What the exercise asks: The answer is a number and only a number: how many lines of the data include the string "large"?

Data:
[Start of section]
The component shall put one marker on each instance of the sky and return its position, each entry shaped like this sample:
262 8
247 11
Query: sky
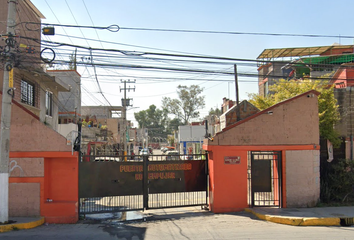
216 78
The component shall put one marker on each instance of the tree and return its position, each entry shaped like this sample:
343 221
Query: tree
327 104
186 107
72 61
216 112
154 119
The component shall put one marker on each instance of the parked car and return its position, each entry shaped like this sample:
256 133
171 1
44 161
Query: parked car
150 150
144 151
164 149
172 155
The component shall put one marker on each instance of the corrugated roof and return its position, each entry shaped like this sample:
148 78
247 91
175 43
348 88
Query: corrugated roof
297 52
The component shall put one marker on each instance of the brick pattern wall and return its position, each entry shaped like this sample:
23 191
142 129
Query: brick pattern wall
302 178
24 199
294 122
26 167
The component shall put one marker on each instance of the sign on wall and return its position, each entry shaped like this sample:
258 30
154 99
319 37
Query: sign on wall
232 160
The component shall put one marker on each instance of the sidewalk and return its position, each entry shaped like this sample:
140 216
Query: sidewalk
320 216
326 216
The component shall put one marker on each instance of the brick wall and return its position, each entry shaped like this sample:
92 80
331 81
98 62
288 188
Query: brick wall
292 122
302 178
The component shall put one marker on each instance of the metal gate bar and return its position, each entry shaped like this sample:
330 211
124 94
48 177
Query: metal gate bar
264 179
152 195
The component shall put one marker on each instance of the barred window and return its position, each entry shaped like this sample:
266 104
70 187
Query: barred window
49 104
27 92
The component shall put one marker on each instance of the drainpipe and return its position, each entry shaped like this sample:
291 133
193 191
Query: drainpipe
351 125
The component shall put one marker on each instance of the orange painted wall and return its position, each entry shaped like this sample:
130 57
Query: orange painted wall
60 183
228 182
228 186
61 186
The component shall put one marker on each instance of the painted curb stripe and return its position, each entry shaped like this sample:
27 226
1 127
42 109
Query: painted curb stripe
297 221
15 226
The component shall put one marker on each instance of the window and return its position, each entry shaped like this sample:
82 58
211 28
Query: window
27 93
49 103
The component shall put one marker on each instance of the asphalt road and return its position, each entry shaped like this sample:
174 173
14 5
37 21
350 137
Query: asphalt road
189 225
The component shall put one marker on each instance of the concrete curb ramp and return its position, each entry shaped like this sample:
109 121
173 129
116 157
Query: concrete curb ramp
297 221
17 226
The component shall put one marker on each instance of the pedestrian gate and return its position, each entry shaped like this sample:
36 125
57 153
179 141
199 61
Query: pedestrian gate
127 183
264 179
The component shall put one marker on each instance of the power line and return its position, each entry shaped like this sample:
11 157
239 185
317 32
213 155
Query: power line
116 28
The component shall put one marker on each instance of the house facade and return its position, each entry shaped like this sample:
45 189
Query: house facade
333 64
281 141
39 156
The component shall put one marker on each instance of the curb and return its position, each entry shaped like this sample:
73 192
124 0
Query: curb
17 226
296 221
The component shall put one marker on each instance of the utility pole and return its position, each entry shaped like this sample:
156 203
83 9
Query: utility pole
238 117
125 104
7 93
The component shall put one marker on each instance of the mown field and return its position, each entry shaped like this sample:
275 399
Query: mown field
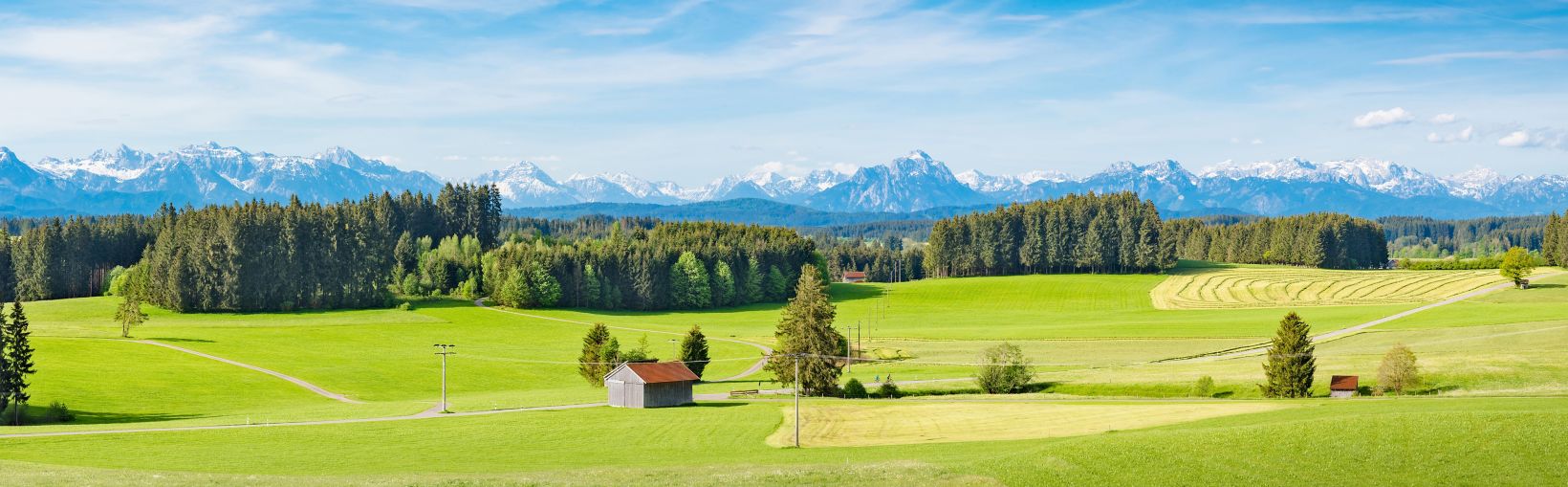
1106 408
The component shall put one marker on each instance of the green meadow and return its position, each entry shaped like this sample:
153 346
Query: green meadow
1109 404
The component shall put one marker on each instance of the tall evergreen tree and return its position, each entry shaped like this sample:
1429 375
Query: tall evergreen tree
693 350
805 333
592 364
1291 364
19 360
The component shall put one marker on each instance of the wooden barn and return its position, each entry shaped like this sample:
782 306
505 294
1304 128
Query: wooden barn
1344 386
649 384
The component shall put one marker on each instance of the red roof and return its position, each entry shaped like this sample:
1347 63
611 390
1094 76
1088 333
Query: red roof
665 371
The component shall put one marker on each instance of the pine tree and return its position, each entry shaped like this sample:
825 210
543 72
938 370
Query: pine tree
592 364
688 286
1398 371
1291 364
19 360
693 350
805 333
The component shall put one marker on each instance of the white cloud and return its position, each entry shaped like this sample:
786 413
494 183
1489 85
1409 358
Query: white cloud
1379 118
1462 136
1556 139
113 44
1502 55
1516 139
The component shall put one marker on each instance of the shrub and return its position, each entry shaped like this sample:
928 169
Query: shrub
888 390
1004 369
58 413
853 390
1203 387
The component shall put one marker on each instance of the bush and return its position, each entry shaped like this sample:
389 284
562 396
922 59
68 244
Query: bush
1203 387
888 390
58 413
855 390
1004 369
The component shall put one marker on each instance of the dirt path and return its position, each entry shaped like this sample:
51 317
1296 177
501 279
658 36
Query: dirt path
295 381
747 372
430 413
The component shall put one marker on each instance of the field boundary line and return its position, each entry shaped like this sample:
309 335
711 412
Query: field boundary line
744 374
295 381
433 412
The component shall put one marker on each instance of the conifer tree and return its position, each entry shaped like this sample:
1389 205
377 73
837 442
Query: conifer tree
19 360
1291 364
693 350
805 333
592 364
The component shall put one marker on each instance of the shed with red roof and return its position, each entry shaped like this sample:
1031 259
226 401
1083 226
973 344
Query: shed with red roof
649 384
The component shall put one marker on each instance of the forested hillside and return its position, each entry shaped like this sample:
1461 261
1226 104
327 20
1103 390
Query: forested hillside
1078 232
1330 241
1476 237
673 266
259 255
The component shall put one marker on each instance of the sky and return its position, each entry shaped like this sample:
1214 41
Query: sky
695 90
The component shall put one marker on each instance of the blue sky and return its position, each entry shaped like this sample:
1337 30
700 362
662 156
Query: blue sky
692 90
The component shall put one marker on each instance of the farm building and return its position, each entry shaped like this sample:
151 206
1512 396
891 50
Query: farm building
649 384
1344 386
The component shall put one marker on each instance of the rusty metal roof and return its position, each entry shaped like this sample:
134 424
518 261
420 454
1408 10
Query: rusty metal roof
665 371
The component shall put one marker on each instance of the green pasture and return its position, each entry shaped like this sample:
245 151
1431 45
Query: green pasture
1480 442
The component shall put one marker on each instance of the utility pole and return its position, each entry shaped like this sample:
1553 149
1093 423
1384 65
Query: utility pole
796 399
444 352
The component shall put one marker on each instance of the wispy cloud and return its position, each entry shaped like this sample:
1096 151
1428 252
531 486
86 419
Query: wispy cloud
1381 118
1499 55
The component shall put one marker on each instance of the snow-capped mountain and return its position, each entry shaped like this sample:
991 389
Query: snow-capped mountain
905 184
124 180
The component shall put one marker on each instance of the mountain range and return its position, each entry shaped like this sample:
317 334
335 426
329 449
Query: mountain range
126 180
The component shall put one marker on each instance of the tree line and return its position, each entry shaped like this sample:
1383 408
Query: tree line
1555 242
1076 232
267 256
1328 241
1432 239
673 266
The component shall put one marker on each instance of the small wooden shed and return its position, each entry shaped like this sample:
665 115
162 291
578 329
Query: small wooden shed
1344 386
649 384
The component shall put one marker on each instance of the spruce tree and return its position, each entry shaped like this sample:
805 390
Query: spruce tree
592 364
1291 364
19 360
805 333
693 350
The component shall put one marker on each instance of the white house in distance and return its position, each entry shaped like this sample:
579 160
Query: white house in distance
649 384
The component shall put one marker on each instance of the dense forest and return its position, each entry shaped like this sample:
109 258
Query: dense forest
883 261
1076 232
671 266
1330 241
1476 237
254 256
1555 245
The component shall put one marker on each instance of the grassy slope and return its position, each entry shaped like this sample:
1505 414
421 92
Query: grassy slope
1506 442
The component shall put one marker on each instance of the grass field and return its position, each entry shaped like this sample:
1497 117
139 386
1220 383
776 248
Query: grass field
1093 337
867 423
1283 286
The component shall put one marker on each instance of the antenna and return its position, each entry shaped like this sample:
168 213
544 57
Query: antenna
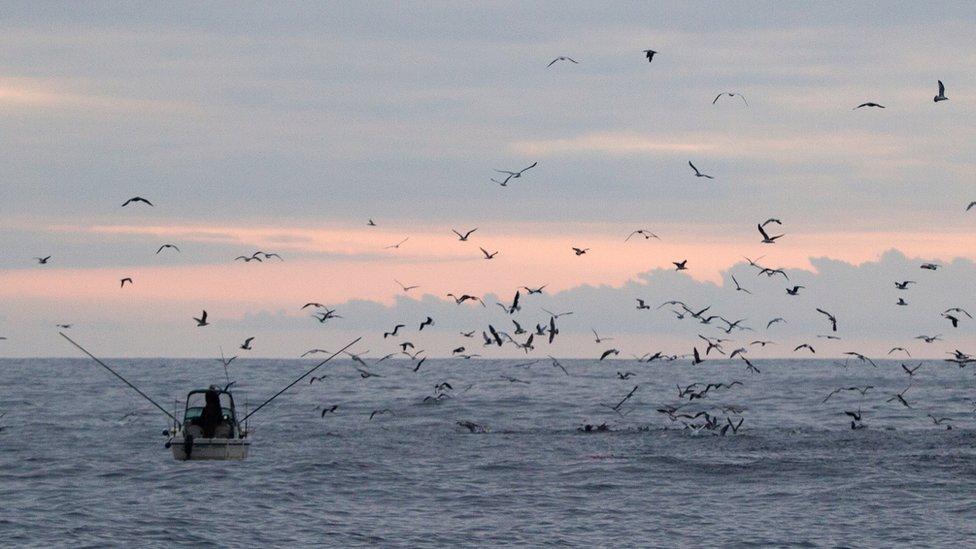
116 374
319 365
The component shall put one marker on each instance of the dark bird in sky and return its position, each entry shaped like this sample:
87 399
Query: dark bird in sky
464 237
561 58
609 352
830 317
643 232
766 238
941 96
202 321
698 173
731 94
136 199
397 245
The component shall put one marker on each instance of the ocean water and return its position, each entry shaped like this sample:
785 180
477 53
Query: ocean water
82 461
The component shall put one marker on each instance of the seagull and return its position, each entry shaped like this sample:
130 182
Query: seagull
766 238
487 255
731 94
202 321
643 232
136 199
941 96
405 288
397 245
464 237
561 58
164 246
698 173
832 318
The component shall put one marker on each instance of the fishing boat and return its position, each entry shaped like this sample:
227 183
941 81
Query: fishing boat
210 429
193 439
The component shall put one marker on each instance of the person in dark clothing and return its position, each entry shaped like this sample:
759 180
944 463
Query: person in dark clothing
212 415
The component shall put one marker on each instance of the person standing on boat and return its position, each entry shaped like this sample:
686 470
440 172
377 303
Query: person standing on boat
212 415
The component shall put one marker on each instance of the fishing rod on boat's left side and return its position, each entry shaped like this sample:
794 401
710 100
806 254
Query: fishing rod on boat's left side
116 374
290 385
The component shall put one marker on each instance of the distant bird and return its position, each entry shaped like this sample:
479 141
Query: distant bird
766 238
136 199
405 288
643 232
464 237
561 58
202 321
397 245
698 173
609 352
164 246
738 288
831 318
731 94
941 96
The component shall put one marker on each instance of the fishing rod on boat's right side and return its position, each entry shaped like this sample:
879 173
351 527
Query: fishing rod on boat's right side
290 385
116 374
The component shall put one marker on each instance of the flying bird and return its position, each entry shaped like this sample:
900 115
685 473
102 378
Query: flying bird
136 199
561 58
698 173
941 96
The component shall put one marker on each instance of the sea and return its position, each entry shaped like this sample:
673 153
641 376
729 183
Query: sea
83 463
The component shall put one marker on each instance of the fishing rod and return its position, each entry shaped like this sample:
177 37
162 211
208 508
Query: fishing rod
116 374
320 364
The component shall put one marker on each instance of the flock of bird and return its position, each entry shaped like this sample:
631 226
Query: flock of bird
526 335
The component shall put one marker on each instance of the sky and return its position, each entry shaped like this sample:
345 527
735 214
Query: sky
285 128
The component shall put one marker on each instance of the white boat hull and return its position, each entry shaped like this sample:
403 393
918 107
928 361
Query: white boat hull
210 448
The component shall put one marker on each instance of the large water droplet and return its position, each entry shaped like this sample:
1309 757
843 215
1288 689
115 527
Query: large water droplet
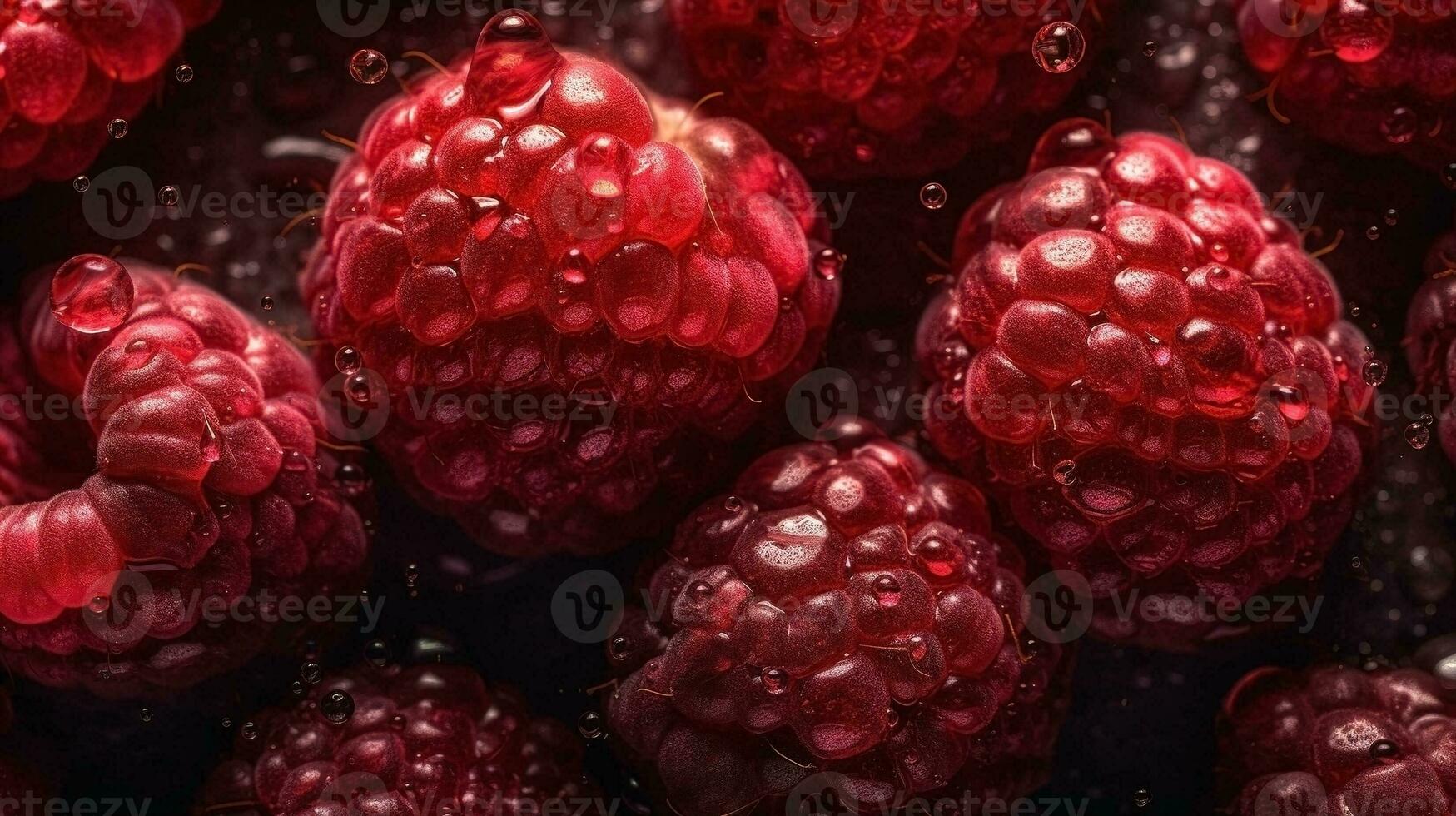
[End of section]
Output below: 2